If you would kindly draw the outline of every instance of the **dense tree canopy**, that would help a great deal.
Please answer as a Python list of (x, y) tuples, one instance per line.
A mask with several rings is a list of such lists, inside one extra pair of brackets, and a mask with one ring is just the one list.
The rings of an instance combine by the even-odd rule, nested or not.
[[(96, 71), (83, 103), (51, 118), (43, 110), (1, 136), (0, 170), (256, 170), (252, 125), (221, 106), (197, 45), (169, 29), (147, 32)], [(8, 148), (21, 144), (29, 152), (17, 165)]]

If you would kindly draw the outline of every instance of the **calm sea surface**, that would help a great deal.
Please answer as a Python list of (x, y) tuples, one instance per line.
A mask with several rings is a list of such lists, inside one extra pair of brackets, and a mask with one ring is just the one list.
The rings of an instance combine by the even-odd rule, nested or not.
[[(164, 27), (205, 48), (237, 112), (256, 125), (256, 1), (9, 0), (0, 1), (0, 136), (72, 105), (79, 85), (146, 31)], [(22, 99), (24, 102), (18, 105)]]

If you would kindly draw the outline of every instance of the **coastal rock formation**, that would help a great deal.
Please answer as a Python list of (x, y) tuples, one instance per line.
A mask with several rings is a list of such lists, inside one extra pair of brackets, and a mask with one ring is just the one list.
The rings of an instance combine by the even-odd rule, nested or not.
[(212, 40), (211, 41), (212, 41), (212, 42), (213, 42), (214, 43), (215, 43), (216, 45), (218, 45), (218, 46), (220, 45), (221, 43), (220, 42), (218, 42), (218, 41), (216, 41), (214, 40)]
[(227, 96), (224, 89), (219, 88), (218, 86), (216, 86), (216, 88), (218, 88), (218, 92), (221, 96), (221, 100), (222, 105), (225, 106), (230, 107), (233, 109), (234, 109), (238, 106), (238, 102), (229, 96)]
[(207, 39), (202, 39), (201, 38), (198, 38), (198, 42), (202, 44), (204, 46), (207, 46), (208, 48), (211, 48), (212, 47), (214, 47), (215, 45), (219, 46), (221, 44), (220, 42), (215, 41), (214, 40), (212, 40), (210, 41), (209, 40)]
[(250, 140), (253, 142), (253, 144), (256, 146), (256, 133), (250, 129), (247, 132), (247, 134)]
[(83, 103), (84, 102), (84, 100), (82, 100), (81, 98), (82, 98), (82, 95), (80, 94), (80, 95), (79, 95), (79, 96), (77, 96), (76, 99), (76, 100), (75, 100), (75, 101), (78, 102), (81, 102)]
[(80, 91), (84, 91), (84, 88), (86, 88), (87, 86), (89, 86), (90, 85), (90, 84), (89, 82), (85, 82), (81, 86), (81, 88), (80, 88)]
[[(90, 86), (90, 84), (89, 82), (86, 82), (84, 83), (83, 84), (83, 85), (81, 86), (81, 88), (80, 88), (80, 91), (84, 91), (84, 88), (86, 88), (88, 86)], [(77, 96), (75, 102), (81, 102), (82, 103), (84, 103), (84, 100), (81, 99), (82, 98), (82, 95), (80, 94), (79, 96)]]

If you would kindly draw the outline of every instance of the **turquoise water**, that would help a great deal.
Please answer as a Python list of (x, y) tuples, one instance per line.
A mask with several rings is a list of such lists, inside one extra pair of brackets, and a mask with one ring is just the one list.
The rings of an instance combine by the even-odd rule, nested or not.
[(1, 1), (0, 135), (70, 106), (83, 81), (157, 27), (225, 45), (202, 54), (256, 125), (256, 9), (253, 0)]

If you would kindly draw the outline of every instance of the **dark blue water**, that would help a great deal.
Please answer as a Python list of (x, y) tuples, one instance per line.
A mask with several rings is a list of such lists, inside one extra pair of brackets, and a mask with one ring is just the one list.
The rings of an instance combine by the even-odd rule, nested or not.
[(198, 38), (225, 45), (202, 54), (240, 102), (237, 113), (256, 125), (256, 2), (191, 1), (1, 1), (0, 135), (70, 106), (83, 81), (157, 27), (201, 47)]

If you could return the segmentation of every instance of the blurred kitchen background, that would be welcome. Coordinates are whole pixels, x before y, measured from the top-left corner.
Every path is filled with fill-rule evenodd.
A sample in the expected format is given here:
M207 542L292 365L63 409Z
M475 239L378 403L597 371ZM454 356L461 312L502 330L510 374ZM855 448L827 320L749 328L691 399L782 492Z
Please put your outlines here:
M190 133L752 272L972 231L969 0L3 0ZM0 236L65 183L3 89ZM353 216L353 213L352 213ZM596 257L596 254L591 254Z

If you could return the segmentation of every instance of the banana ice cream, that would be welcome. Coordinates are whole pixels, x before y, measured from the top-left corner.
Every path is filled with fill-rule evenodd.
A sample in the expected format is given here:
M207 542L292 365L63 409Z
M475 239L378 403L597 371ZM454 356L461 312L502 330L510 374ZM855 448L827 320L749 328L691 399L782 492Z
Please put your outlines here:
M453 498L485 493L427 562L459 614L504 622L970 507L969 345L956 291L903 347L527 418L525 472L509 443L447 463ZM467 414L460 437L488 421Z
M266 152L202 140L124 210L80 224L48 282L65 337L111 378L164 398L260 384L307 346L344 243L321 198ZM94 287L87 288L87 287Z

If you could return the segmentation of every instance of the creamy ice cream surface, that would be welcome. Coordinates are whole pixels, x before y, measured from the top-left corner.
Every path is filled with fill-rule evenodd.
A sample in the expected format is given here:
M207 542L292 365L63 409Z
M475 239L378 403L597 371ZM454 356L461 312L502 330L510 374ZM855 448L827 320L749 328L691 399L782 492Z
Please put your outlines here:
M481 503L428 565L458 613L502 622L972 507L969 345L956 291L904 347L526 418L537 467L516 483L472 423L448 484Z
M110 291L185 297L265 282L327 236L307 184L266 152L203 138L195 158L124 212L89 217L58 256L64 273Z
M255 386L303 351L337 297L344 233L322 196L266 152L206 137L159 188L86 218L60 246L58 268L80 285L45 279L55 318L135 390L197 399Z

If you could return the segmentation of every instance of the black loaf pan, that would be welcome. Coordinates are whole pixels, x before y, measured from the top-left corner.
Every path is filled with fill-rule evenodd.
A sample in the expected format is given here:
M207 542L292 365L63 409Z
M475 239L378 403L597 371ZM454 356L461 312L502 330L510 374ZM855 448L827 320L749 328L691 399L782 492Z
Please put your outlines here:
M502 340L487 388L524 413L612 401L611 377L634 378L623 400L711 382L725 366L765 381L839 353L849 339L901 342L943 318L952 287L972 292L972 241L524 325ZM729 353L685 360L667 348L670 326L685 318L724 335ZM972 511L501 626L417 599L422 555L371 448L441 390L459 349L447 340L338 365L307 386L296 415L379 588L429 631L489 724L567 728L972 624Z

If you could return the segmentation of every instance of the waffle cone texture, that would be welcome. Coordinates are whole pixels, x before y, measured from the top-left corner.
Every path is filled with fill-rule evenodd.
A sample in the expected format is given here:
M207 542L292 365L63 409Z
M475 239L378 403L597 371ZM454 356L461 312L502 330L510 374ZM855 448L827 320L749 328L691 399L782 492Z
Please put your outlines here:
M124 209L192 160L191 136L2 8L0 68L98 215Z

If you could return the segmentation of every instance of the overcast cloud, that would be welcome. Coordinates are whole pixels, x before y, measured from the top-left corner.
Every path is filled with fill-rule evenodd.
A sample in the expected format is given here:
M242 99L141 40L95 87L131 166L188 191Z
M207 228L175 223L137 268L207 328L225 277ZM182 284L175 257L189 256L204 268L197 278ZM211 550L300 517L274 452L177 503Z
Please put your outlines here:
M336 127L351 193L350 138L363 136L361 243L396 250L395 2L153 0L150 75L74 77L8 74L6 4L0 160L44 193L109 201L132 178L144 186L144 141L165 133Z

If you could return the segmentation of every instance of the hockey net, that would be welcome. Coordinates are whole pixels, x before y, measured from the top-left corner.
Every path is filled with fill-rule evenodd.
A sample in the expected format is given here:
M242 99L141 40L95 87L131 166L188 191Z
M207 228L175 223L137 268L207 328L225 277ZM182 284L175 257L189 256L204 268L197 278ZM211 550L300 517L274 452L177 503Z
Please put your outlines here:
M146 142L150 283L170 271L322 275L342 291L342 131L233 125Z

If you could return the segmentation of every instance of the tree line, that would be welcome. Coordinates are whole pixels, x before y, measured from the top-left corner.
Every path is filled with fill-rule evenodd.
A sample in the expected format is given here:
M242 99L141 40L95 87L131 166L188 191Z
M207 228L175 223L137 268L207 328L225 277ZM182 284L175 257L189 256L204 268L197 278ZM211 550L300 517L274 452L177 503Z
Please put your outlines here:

※

**Stated problem:** Update the lines from the line with "blue water**, that would help a great deal." through the line with "M266 152L202 140L124" by changing "welcome" to "appreciated" and leaving everything else as it is. Return only those lines.

**In response:**
If you would kindly draw the outline of every instance of the **dark blue water**, that would help a great deal.
Please answer as a Python list of (x, y) tuples, one instance per line.
A mask with several rings is a list of such lists, inside one extra pair of brackets, and a mask with one ring is just the one list.
The rings of an instance combine by the even-odd rule, nested or not.
[(198, 38), (225, 45), (202, 54), (240, 102), (237, 113), (256, 125), (256, 2), (191, 1), (1, 1), (0, 135), (70, 106), (83, 81), (157, 27), (201, 47)]

If you could return the segmentation of every instance of the blurred kitchen background, that would be appreciated. Coordinates are whole pixels, x before y, measured from the top-left corner.
Every path is filled with fill-rule evenodd.
A sample in the expected format is given here:
M207 542L292 365L63 409Z
M475 239L378 403L597 371ZM454 356L461 312L502 330L510 374ZM855 448L827 320L749 328L691 399L782 492Z
Please put your outlines here:
M190 133L752 272L972 231L969 0L3 0ZM0 236L65 183L3 89ZM353 216L353 213L352 213ZM596 257L596 254L591 254Z

If you could return the segmentation of every instance of the banana ice cream, that would be appreciated. Coordinates are whole pixels, x before y, measured from the top-left corner.
Every path is filled with fill-rule evenodd.
A sample in the expected format is given here:
M207 542L292 365L63 409Z
M475 239L378 403L597 371ZM454 356L461 312L502 330L510 374ZM855 448L827 320L749 328L691 399L782 492Z
Please put your outlines here:
M453 498L485 493L427 562L459 614L504 622L970 507L969 345L956 291L903 347L527 418L525 472L509 443L447 463ZM467 414L460 437L488 421Z
M266 152L202 140L124 210L80 224L48 282L65 337L111 378L164 398L260 384L307 346L344 243L321 198ZM94 287L87 288L87 287Z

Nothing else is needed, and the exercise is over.